Task objective:
Extract each line of the material below that contains the word "wall", copying those lines unchanged.

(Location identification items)
..........

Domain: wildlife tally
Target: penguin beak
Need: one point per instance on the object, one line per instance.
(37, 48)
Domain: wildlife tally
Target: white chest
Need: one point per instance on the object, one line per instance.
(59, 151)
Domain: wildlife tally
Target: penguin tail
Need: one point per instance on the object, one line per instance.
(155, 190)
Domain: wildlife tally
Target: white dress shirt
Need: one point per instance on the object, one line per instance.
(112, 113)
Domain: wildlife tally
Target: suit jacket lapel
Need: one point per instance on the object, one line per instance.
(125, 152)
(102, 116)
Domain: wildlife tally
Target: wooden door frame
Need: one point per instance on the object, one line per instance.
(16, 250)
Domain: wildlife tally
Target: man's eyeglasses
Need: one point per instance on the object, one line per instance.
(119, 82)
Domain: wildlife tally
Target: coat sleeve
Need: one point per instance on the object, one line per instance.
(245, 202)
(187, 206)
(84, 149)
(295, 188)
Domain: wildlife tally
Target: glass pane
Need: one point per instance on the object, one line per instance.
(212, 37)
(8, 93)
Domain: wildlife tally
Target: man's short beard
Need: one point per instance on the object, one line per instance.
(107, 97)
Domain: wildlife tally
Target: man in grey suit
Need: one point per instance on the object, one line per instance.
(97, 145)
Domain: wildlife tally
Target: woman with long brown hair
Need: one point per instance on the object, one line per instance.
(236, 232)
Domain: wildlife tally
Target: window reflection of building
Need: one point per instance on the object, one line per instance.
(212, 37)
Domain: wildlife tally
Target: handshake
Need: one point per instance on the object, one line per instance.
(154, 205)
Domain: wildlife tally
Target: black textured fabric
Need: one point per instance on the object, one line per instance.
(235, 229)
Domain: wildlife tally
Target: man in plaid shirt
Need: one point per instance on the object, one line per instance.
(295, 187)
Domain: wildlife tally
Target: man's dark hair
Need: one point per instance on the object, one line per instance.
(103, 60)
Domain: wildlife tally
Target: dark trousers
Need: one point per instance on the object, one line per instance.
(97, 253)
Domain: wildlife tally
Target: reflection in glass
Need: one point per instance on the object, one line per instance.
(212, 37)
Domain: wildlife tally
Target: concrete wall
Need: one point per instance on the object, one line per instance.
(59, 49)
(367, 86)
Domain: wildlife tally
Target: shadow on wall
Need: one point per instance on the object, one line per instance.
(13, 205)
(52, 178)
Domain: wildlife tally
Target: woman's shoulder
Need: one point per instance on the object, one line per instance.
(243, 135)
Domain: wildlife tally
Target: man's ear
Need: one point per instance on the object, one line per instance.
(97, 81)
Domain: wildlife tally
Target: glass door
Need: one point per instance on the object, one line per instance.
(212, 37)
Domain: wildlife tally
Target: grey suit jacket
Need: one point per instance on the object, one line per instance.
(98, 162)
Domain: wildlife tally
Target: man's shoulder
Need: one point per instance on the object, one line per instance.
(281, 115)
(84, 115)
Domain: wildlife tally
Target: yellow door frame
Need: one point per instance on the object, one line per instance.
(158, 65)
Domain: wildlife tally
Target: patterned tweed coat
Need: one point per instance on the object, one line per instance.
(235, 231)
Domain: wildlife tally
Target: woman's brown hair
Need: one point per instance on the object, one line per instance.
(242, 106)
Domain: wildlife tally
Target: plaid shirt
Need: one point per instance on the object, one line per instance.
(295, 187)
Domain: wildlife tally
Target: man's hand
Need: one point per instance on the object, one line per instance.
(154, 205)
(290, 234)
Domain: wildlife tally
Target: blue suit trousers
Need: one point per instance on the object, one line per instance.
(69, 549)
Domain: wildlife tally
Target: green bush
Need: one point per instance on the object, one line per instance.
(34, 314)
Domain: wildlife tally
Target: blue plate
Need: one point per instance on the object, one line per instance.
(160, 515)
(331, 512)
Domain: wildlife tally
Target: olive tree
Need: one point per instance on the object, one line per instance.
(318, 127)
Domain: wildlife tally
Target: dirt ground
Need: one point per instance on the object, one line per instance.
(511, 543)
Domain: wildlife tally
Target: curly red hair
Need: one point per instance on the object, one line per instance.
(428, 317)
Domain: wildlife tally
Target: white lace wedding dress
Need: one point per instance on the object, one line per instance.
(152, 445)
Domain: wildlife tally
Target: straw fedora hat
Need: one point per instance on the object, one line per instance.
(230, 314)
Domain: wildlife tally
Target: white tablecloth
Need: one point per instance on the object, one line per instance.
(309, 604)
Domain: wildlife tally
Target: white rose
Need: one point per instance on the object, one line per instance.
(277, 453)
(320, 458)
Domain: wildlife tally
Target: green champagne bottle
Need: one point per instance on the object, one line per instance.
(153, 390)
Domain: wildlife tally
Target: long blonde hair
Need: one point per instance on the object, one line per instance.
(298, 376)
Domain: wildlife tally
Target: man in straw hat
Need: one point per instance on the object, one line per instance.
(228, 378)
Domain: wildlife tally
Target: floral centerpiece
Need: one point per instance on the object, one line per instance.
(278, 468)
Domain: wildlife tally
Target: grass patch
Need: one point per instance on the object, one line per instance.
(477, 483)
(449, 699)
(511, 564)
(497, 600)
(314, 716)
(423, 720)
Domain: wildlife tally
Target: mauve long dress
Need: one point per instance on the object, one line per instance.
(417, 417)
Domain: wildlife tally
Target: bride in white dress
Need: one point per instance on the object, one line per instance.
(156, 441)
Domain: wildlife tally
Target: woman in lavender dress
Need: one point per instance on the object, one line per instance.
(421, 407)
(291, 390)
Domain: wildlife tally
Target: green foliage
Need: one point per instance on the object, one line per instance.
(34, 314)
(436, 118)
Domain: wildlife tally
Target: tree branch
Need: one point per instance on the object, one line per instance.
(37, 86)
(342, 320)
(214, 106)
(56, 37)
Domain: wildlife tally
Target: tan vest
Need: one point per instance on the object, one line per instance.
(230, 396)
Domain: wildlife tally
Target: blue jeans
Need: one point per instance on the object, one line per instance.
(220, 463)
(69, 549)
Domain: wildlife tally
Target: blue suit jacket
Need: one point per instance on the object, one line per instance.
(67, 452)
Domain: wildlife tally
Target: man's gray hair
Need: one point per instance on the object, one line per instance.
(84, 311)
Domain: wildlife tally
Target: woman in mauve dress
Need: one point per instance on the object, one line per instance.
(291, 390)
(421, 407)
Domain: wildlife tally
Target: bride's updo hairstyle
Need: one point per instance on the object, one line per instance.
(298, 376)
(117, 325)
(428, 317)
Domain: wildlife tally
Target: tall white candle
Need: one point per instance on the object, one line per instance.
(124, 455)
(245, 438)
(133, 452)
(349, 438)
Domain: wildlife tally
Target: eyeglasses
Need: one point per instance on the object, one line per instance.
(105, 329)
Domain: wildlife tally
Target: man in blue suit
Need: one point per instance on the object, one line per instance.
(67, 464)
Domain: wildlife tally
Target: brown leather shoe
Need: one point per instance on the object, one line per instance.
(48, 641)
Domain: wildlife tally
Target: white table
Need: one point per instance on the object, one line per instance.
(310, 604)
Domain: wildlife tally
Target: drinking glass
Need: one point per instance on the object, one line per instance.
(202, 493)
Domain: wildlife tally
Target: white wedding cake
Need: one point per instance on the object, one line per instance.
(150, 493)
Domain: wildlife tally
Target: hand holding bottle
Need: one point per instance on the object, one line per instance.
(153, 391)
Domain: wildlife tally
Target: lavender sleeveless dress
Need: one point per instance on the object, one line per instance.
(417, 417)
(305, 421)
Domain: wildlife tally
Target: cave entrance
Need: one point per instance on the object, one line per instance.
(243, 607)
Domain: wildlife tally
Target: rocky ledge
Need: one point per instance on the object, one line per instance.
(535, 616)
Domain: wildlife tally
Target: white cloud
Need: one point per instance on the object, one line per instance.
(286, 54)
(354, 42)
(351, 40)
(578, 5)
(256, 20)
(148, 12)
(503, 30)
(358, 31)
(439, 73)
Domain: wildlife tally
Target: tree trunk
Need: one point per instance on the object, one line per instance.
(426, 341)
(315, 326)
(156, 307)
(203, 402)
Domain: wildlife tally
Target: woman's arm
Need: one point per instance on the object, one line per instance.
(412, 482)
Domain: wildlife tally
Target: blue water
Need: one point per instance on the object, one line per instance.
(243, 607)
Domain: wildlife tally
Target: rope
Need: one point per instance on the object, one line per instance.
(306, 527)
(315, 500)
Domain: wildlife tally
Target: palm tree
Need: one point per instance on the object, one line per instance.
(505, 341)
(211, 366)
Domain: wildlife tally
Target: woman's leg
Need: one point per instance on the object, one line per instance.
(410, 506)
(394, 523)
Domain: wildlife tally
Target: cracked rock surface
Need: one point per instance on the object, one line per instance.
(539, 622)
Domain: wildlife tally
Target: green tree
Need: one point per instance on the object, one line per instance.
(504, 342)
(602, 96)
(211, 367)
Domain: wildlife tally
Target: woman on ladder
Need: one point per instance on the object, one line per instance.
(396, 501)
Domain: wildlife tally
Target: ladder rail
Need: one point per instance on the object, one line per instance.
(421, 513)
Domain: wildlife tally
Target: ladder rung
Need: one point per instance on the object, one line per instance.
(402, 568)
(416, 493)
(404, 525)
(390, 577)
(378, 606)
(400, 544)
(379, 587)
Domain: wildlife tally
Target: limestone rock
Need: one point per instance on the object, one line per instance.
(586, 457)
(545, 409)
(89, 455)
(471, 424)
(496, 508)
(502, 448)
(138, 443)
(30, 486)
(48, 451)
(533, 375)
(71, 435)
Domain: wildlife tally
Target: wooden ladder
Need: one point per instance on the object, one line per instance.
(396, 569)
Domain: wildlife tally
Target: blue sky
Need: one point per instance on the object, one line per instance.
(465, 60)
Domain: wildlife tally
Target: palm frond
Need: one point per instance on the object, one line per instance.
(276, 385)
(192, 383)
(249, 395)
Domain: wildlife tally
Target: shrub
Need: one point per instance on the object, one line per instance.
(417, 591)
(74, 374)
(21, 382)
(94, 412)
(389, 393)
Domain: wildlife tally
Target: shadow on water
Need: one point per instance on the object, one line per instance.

..........

Written answer:
Target: concrete wall
Target: shadow on wall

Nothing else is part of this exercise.